Work required:
Format the records as a JSON array of strings, one string per line, starting at the first line and going on through the line containing "[0,49,162,248]". Leave out blank lines and the pictures.

== Exercise material

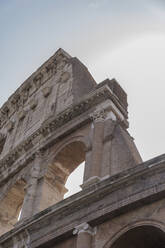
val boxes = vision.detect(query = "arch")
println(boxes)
[40,136,86,210]
[43,135,91,167]
[104,219,165,248]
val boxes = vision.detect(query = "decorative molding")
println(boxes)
[90,109,107,122]
[73,223,94,235]
[42,87,52,97]
[13,229,30,248]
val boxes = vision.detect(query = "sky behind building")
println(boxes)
[0,0,165,197]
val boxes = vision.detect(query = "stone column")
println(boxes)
[20,152,42,220]
[73,223,94,248]
[82,109,106,188]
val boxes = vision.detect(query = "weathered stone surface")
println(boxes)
[0,49,162,248]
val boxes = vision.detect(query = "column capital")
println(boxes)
[73,222,94,235]
[90,109,107,122]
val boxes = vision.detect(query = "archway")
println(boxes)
[40,141,85,210]
[110,225,165,248]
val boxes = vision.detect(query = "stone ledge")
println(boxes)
[0,155,165,248]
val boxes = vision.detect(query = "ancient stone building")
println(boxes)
[0,49,165,248]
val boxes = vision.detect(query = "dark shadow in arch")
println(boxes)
[40,141,86,210]
[110,225,165,248]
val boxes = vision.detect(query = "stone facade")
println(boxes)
[0,49,165,248]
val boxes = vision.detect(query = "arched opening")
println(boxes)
[110,225,165,248]
[0,179,26,235]
[40,141,85,210]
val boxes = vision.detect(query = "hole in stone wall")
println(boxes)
[40,141,85,210]
[0,179,26,235]
[0,133,6,154]
[64,162,85,198]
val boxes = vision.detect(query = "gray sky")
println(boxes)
[0,0,165,197]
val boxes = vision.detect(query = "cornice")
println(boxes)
[0,86,127,185]
[0,155,165,247]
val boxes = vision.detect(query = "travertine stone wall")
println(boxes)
[0,49,142,238]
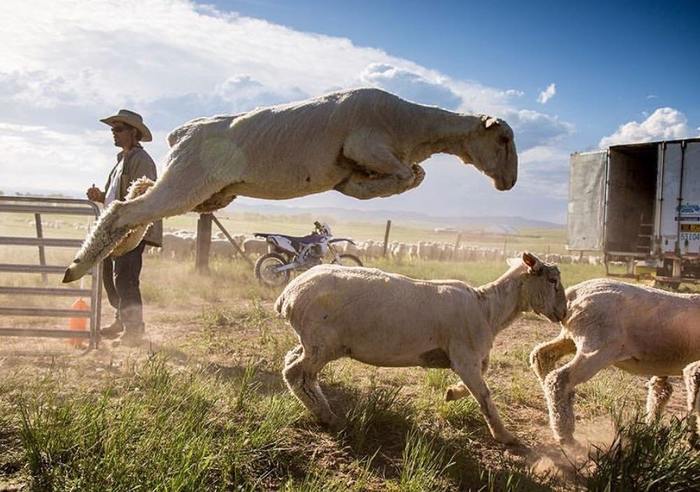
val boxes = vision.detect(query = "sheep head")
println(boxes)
[522,252,566,323]
[462,115,518,191]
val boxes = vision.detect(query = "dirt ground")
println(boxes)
[0,290,683,490]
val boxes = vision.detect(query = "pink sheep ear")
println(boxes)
[481,115,501,128]
[523,252,542,272]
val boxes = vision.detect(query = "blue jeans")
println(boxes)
[102,241,146,331]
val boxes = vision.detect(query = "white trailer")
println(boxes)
[567,138,700,286]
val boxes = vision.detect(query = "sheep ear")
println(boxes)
[481,115,501,128]
[523,252,542,272]
[506,258,520,268]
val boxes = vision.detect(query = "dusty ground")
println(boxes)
[0,288,683,490]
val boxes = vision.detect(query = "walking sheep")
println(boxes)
[275,253,566,443]
[63,88,518,282]
[530,279,700,444]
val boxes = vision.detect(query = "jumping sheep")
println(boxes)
[530,279,700,444]
[63,88,518,282]
[275,253,566,443]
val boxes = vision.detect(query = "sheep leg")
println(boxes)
[335,132,425,200]
[683,361,700,447]
[452,361,518,444]
[646,376,673,424]
[530,335,576,383]
[445,355,489,401]
[63,169,232,282]
[544,347,619,444]
[282,345,338,426]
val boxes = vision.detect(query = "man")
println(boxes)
[87,109,163,346]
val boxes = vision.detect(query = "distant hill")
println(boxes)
[226,202,564,230]
[0,189,564,232]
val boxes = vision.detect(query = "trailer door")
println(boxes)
[567,150,608,251]
[678,142,700,255]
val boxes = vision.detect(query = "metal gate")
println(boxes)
[0,196,102,348]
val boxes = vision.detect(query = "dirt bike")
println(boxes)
[255,222,362,287]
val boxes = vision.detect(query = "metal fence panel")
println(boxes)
[0,196,102,348]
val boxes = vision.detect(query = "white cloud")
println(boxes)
[0,0,573,219]
[537,82,557,104]
[598,108,691,148]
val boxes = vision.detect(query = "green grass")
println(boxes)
[0,215,695,491]
[581,414,700,492]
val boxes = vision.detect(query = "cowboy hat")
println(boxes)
[100,109,153,142]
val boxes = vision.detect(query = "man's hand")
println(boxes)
[87,183,105,203]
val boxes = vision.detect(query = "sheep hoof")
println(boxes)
[63,260,87,284]
[322,415,345,432]
[494,431,522,446]
[557,436,578,447]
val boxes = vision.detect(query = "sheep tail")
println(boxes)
[274,289,291,319]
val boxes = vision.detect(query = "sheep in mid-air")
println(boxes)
[63,88,518,282]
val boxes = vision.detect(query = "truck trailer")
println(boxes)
[567,138,700,287]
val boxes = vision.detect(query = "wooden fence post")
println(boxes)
[384,220,391,258]
[194,214,212,273]
[34,213,48,283]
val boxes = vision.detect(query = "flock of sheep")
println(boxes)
[275,253,700,445]
[154,230,602,265]
[57,88,700,452]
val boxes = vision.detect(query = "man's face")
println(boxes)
[112,123,136,148]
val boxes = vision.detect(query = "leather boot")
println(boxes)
[115,324,146,347]
[100,319,124,340]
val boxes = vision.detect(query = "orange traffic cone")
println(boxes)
[66,297,90,348]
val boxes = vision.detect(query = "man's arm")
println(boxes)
[129,150,158,183]
[86,183,105,203]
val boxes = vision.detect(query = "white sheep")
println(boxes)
[275,253,566,443]
[63,88,518,282]
[530,279,700,444]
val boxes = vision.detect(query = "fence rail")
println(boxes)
[0,196,102,348]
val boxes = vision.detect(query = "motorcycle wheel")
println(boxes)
[331,254,364,266]
[255,253,290,287]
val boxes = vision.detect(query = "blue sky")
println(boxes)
[0,0,700,222]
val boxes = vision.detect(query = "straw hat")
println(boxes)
[100,109,153,142]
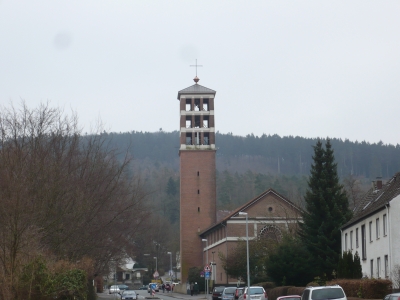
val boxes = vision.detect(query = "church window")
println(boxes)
[186,99,192,111]
[260,225,282,242]
[194,99,200,111]
[203,132,210,145]
[186,116,192,128]
[194,116,200,128]
[186,132,192,145]
[203,98,209,111]
[203,116,209,128]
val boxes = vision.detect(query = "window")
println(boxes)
[376,257,381,278]
[369,221,372,242]
[356,228,358,248]
[376,218,380,239]
[370,259,374,278]
[385,255,389,278]
[350,230,353,250]
[361,225,367,260]
[383,214,387,236]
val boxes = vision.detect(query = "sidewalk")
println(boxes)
[146,292,208,300]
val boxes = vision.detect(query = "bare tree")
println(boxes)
[0,103,150,299]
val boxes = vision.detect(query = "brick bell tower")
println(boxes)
[178,76,216,286]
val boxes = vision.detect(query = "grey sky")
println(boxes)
[0,0,400,144]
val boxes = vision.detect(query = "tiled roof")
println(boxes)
[342,172,400,229]
[178,84,216,100]
[200,188,302,236]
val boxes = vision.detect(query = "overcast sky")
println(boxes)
[0,0,400,144]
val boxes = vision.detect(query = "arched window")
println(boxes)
[260,225,282,242]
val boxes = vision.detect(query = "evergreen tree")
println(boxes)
[300,139,351,278]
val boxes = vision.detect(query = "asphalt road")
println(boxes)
[97,290,206,300]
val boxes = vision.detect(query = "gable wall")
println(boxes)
[342,209,390,278]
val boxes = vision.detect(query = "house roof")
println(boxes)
[342,172,400,229]
[178,83,217,100]
[200,188,303,236]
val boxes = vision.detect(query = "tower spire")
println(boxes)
[190,58,203,84]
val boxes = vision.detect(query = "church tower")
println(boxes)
[178,76,216,284]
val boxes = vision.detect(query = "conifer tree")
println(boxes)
[300,139,351,278]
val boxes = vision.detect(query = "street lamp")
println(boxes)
[201,239,208,299]
[239,211,250,286]
[153,256,157,272]
[167,252,173,284]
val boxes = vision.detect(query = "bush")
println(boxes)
[267,286,294,300]
[287,287,305,296]
[327,279,392,299]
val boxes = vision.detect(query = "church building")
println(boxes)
[176,76,301,293]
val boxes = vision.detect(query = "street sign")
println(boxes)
[204,272,211,279]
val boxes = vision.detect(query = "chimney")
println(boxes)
[376,177,382,190]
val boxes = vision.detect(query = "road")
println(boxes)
[97,290,211,300]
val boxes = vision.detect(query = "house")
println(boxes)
[341,173,400,279]
[200,189,302,285]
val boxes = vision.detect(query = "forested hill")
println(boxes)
[104,130,400,179]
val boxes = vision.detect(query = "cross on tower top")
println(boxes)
[190,58,203,84]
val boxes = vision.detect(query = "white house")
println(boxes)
[342,173,400,279]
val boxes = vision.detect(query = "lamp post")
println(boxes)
[201,239,208,299]
[153,256,158,272]
[239,211,250,286]
[167,252,173,284]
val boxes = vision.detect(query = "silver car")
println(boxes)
[108,285,120,294]
[239,286,268,300]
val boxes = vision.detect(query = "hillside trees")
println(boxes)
[300,139,351,278]
[0,103,149,299]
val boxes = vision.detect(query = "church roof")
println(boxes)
[200,188,303,236]
[178,83,216,100]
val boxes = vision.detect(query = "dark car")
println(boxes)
[234,288,244,300]
[383,293,400,300]
[120,290,137,300]
[212,286,225,300]
[118,284,129,291]
[221,287,236,300]
[276,295,301,300]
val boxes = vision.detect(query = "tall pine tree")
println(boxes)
[300,139,351,278]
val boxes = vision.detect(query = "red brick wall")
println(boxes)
[179,150,216,282]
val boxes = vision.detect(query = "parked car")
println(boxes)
[301,284,347,300]
[276,295,301,300]
[147,282,160,293]
[383,293,400,300]
[221,287,236,300]
[118,284,129,291]
[108,285,120,294]
[212,286,225,300]
[120,290,137,300]
[234,288,244,300]
[239,286,268,300]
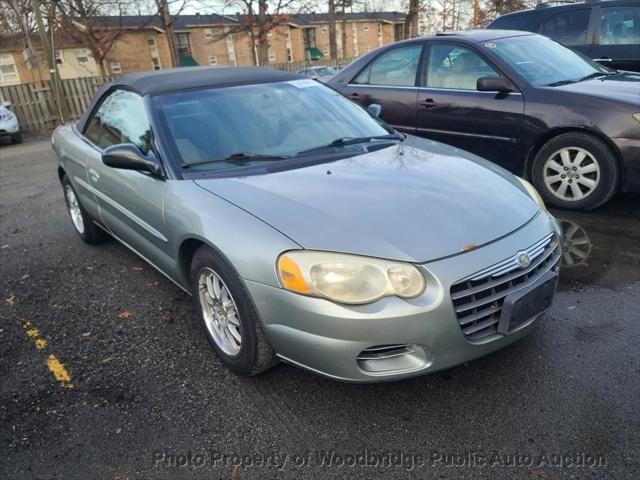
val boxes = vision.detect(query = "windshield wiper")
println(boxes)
[297,133,406,155]
[543,72,616,87]
[182,152,293,168]
[543,80,578,87]
[578,72,616,82]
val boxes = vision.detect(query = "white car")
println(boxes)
[0,102,22,143]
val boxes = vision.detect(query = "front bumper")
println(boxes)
[246,213,559,382]
[612,138,640,192]
[0,118,20,137]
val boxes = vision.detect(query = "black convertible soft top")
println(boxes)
[77,67,306,131]
[111,67,304,95]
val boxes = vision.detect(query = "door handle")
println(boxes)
[88,168,100,183]
[418,98,438,108]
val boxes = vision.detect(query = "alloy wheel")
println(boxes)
[64,185,84,235]
[198,268,242,357]
[543,147,600,202]
[560,218,592,268]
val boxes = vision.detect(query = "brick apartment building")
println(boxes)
[0,12,404,86]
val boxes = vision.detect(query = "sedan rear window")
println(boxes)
[152,79,389,170]
[484,35,608,86]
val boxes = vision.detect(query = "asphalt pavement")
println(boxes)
[0,137,640,480]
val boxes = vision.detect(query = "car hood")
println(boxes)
[194,140,539,262]
[555,72,640,106]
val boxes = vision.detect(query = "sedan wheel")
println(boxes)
[544,147,600,202]
[531,132,620,210]
[62,175,109,244]
[190,245,277,375]
[559,218,592,268]
[198,268,242,357]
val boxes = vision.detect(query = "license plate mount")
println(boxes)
[498,271,558,335]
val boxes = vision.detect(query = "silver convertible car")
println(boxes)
[52,68,560,382]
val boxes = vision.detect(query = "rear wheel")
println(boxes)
[191,246,276,375]
[62,175,109,245]
[532,132,618,210]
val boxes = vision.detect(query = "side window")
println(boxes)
[600,7,640,45]
[84,90,151,153]
[540,8,591,45]
[352,44,422,87]
[425,44,500,90]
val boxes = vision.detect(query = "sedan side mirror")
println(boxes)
[367,103,382,118]
[102,143,163,177]
[476,77,513,93]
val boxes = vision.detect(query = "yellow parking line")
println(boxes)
[22,320,74,389]
[47,354,73,388]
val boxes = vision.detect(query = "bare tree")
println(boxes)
[486,0,537,18]
[216,0,305,65]
[404,0,423,38]
[54,0,138,78]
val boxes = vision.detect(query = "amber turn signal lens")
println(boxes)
[278,255,311,293]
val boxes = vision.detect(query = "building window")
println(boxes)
[176,33,191,57]
[0,54,18,82]
[76,48,89,65]
[147,38,158,58]
[302,28,316,49]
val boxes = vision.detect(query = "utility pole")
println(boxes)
[31,0,65,123]
[473,0,480,28]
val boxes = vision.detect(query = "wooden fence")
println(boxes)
[0,58,353,132]
[0,77,110,132]
[269,58,355,72]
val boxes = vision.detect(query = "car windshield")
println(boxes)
[152,80,392,170]
[484,35,610,86]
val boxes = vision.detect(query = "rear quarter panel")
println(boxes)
[52,124,100,219]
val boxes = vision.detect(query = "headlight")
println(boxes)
[277,250,426,304]
[516,177,548,212]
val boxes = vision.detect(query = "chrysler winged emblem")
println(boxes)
[516,252,531,268]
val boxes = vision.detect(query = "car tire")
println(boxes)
[62,175,109,245]
[190,245,277,376]
[532,132,619,210]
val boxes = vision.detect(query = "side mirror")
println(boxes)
[102,143,163,177]
[367,103,382,118]
[476,77,513,93]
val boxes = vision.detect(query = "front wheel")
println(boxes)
[532,132,618,210]
[191,246,276,375]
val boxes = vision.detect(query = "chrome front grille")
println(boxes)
[451,233,560,341]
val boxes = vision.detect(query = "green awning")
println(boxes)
[180,57,198,67]
[305,47,324,60]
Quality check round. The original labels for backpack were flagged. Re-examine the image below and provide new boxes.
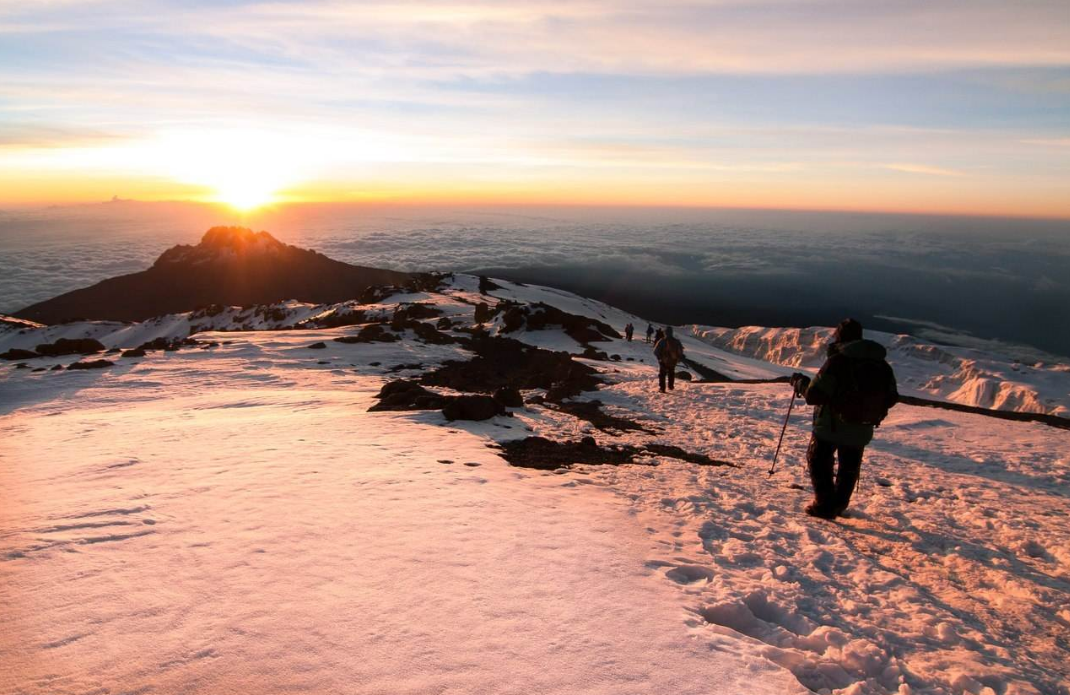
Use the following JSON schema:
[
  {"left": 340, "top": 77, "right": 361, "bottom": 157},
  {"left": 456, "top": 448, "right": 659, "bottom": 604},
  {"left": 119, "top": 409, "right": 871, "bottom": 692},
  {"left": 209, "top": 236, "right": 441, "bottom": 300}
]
[
  {"left": 829, "top": 359, "right": 892, "bottom": 427},
  {"left": 655, "top": 338, "right": 684, "bottom": 365}
]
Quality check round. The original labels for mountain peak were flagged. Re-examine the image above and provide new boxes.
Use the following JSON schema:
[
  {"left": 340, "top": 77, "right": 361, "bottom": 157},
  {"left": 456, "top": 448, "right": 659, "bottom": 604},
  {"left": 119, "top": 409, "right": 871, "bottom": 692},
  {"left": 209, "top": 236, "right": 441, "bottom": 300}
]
[{"left": 155, "top": 227, "right": 289, "bottom": 265}]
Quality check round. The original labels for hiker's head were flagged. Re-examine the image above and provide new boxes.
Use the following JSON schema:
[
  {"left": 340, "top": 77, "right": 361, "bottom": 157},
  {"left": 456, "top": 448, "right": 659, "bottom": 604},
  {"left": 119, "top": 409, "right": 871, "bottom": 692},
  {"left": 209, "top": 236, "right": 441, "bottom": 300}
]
[{"left": 832, "top": 319, "right": 862, "bottom": 343}]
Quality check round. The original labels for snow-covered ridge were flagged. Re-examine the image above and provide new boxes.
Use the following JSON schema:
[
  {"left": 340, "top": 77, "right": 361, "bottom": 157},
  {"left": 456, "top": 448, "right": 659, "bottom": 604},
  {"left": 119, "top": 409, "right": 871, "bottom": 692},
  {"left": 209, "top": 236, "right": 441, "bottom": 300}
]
[
  {"left": 688, "top": 325, "right": 1070, "bottom": 417},
  {"left": 0, "top": 275, "right": 1070, "bottom": 417},
  {"left": 0, "top": 276, "right": 1070, "bottom": 695}
]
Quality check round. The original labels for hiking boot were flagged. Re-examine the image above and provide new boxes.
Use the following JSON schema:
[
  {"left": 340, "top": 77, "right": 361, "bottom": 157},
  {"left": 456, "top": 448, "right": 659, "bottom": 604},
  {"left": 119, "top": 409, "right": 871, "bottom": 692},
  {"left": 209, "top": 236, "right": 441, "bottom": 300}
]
[{"left": 805, "top": 503, "right": 836, "bottom": 519}]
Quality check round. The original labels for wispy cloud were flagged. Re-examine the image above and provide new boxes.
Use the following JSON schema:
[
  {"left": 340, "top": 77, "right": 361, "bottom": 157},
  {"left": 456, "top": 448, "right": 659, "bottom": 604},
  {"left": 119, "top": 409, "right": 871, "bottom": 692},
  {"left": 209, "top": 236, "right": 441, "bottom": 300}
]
[
  {"left": 884, "top": 164, "right": 964, "bottom": 176},
  {"left": 0, "top": 0, "right": 1070, "bottom": 213}
]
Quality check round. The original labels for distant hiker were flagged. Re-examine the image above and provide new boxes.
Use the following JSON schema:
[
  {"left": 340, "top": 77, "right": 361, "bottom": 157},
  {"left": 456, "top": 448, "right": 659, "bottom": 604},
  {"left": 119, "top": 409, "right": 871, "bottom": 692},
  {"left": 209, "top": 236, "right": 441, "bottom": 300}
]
[
  {"left": 654, "top": 326, "right": 684, "bottom": 393},
  {"left": 792, "top": 319, "right": 899, "bottom": 519}
]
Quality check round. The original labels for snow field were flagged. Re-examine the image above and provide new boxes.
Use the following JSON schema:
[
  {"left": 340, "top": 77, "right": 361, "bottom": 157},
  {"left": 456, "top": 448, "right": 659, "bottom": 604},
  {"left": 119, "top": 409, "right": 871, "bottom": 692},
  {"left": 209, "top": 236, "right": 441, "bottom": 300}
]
[{"left": 0, "top": 276, "right": 1070, "bottom": 695}]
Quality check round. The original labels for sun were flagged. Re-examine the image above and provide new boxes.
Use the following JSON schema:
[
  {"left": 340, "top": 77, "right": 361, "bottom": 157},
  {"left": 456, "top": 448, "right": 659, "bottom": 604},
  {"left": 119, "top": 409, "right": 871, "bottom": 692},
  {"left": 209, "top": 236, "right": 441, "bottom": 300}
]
[
  {"left": 215, "top": 181, "right": 277, "bottom": 213},
  {"left": 148, "top": 129, "right": 307, "bottom": 213}
]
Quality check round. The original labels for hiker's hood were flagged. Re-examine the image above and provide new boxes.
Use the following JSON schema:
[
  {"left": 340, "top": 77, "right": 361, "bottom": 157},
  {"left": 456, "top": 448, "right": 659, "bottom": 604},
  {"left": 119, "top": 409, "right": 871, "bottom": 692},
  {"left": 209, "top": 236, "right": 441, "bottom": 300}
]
[{"left": 839, "top": 339, "right": 888, "bottom": 359}]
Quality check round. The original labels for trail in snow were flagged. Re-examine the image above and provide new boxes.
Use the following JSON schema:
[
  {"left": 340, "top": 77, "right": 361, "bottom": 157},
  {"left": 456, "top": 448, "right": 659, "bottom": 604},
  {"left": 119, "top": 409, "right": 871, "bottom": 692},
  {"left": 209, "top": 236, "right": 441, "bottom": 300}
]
[{"left": 0, "top": 276, "right": 1070, "bottom": 695}]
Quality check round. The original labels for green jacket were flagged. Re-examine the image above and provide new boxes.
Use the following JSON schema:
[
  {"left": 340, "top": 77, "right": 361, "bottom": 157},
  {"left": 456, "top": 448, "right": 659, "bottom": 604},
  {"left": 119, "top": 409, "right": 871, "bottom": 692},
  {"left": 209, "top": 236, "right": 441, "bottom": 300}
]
[{"left": 806, "top": 340, "right": 899, "bottom": 447}]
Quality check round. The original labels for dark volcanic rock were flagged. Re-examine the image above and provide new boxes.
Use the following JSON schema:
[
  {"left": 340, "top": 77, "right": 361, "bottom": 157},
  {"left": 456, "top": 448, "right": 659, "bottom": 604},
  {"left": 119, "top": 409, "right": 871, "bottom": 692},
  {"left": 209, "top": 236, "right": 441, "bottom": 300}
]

====

Solution to the problem:
[
  "val boxes = vision.detect(query = \"arch\")",
  "println(boxes)",
  "[40,136,86,210]",
  "[43,135,91,167]",
  "[104,219,165,248]",
  "val boxes = vision.detect(query = \"decorative molding\")",
  "println(boxes)",
  "[90,109,107,122]",
  "[73,223,94,235]",
  "[42,87,52,97]",
  "[13,229,30,248]",
  "val boxes = vision.detect(query = \"sky behind building\")",
  "println(boxes)",
  "[0,0,165,197]",
  "val boxes = vision.detect(query = \"stone column\")",
  "println(boxes)",
  "[20,152,42,220]",
  "[73,223,94,248]",
  "[82,109,106,188]",
  "val boxes = vision.detect(query = \"weathered stone surface\")",
  "println(boxes)",
  "[0,49,162,248]"
]